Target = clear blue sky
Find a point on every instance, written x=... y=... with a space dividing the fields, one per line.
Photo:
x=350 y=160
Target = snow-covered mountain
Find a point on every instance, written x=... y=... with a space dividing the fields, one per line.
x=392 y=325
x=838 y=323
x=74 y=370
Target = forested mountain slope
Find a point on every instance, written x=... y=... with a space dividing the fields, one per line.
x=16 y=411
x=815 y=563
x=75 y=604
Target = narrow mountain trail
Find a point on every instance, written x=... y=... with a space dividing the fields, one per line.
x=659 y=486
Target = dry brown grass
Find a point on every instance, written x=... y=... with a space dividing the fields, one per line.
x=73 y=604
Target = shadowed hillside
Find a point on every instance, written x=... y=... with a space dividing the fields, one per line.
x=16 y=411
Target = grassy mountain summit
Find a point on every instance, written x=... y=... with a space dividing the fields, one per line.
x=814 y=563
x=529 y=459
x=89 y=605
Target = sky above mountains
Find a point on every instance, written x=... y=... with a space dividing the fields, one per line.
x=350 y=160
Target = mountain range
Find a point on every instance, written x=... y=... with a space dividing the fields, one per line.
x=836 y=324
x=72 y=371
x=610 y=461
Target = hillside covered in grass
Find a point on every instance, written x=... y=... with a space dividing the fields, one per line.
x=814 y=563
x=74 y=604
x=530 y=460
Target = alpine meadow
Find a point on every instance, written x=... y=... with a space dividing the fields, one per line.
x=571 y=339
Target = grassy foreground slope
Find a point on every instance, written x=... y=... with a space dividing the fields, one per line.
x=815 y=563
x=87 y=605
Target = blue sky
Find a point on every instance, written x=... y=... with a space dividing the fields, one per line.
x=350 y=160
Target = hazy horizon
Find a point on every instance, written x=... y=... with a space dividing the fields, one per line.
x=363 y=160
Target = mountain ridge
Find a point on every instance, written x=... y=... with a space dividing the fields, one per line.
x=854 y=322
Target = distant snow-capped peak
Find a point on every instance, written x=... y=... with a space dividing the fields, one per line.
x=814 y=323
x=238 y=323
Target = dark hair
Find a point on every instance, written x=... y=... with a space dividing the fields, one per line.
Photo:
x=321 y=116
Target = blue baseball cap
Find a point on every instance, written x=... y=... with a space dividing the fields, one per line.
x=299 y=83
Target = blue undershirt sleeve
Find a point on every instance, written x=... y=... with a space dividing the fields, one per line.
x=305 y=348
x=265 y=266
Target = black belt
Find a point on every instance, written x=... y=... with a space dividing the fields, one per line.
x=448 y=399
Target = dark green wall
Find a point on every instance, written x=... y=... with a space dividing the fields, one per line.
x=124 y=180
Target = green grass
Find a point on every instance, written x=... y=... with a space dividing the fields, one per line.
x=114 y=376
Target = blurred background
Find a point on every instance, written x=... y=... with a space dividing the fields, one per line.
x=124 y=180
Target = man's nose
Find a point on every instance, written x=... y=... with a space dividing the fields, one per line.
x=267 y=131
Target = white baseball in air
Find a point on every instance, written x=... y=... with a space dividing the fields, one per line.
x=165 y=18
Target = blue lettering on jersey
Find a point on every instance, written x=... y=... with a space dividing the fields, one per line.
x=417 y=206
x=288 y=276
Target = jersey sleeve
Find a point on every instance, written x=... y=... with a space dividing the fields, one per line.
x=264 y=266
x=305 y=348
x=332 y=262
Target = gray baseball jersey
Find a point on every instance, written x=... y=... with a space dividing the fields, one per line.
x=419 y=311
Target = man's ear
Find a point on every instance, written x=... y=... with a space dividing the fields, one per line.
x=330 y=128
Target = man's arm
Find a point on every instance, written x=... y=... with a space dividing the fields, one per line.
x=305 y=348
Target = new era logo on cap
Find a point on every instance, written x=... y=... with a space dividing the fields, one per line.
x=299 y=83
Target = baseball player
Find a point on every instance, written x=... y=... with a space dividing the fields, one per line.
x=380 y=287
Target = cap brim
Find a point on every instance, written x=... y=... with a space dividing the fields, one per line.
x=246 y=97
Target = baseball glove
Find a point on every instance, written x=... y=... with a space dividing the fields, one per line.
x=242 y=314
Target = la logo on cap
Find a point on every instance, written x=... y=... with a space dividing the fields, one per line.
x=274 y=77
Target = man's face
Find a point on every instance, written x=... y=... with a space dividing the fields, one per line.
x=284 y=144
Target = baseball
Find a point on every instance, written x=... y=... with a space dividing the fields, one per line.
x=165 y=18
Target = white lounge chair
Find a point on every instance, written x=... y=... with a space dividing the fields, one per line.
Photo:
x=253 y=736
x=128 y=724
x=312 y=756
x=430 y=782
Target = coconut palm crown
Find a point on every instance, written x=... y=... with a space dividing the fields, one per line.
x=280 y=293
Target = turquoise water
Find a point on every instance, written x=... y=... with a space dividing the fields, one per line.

■ **YOUR TASK**:
Take the entries above and copy them out exactly.

■ **THE COMPLETED TASK**:
Target = clear blue sky
Find a point on every instance, written x=... y=... with a space dividing the fields, one per line.
Photo:
x=350 y=160
Target = snow-covered mountain
Find a point on every instance, written x=... y=... with a space dividing the fields, one per line.
x=392 y=325
x=838 y=323
x=74 y=370
Target = forested mountain slope
Find a point on every instance, written x=... y=... with a space dividing the fields, one per line.
x=16 y=411
x=815 y=563
x=75 y=604
Target = narrow mountain trail
Find a point on every instance, written x=... y=... with a space dividing the fields, one per line.
x=659 y=486
Target = dry brown grass
Find a point on every instance, written x=... y=... with a space dividing the fields, one per line.
x=73 y=604
Target = shadowed hillside
Find a point on every instance, written x=... y=... with a space dividing the fields, one per line.
x=16 y=411
Target = grassy mountain summit
Find a point on every instance, written x=... y=... with a space dividing the fields, one per line.
x=814 y=563
x=529 y=459
x=89 y=605
Target = sky above mountains
Find a point on every instance, written x=... y=... with a space dividing the fields, one per line.
x=350 y=160
Target = mountain range
Find a point on every instance, written x=... y=... with a space dividing the fields, one per line.
x=836 y=324
x=72 y=371
x=610 y=461
Target = hillside covered in grass
Find a point on every instance, written x=... y=... with a space dividing the fields, one per line.
x=814 y=563
x=74 y=604
x=530 y=460
Target = alpine meadow
Find a point on every instance, written x=... y=... with a space dividing the fields, one per line.
x=571 y=339
Target = grassy foreground slope
Find a point on every instance, written x=... y=... with a space dividing the fields, one per line.
x=815 y=563
x=87 y=605
Target = blue sky
Find a point on every instance, written x=... y=... with a space dividing the fields, one per line.
x=350 y=160
Target = hazy horizon
Find a point on every instance, written x=... y=... with a space dividing the fields, one per line.
x=363 y=160
Target = mountain ridge
Find a point on every instance, written x=... y=... with a space dividing the fields, one per line.
x=854 y=322
Target = distant snow-capped peak
Find a point on every instance, written x=... y=... with a space dividing the fields, one per line.
x=814 y=323
x=238 y=323
Target = dark hair
Find a point on every instance, written x=... y=... with a space dividing the fields, one per line.
Photo:
x=321 y=116
Target = blue baseball cap
Find a point on every instance, written x=... y=... with a space dividing the fields, one per line.
x=299 y=83
Target = blue undershirt sleeve
Find a point on every instance, written x=... y=... with a space dividing the fields, one per line.
x=305 y=348
x=265 y=266
Target = black belt
Find a point on every instance, written x=... y=... with a space dividing the fields, one per line.
x=448 y=399
Target = dark green wall
Find a point on every instance, written x=... y=... with a space dividing the fields, one per line.
x=124 y=180
Target = green grass
Find a point on every instance, written x=... y=... with a space dividing the fields, one per line.
x=114 y=376
Target = blurred background
Find a point on every instance, written x=... y=... with a space dividing the fields, one per line.
x=124 y=180
Target = man's nose
Find a point on every instance, written x=... y=... with a space dividing the fields, one per line.
x=267 y=131
Target = white baseball in air
Find a point on every instance, written x=... y=... with a space dividing the fields, one per line.
x=165 y=18
Target = blue lettering on jersey
Find a point on every instance, written x=... y=... with a space dividing the fields, one per line.
x=417 y=206
x=288 y=276
Target = jersey sleeve
Find a point on every instance, written x=... y=... with a space dividing the fields, one per line.
x=264 y=266
x=305 y=348
x=332 y=262
Target = gray baseball jersey
Find a point on every instance, written x=... y=... with a space dividing the fields, one per line.
x=419 y=311
Target = man's ear
Find a point on every instance, written x=... y=... with a space dividing the fields, one per line.
x=330 y=128
Target = man's arm
Find a point on every instance, written x=... y=... with a space dividing the fields, one per line.
x=305 y=348
Target = new era logo on cap
Find a point on every instance, written x=... y=... with a space dividing the fields, one per line.
x=299 y=83
Target = baseball player
Find a point on every instance, written x=... y=... with a space dividing the fields, one per line.
x=380 y=287
Target = cap brim
Find a point on every instance, written x=... y=... with a space dividing the fields, one per line.
x=246 y=97
Target = baseball glove
Find a point on every instance, written x=... y=... with a space dividing the fields, one per line.
x=242 y=314
Target = la logo on cap
Find a point on every instance, written x=... y=... with a space dividing the fields, one per line.
x=274 y=77
Target = man's face
Find a point on every instance, written x=... y=... with a space dividing the fields, one per line.
x=284 y=144
Target = baseball
Find a point on every instance, written x=... y=... with a space dividing the fields, one per line.
x=165 y=18
Target = white lounge chair
Find a point on every instance, written x=... y=... with a space dividing the fields, one per line.
Photo:
x=253 y=736
x=128 y=724
x=312 y=756
x=430 y=782
Target = coconut palm crown
Find a point on every instance, written x=... y=... with a space dividing the fields, one per line.
x=280 y=293
Target = turquoise water
Find a point on every instance, written x=... y=... with a space dividing the fields, one per line.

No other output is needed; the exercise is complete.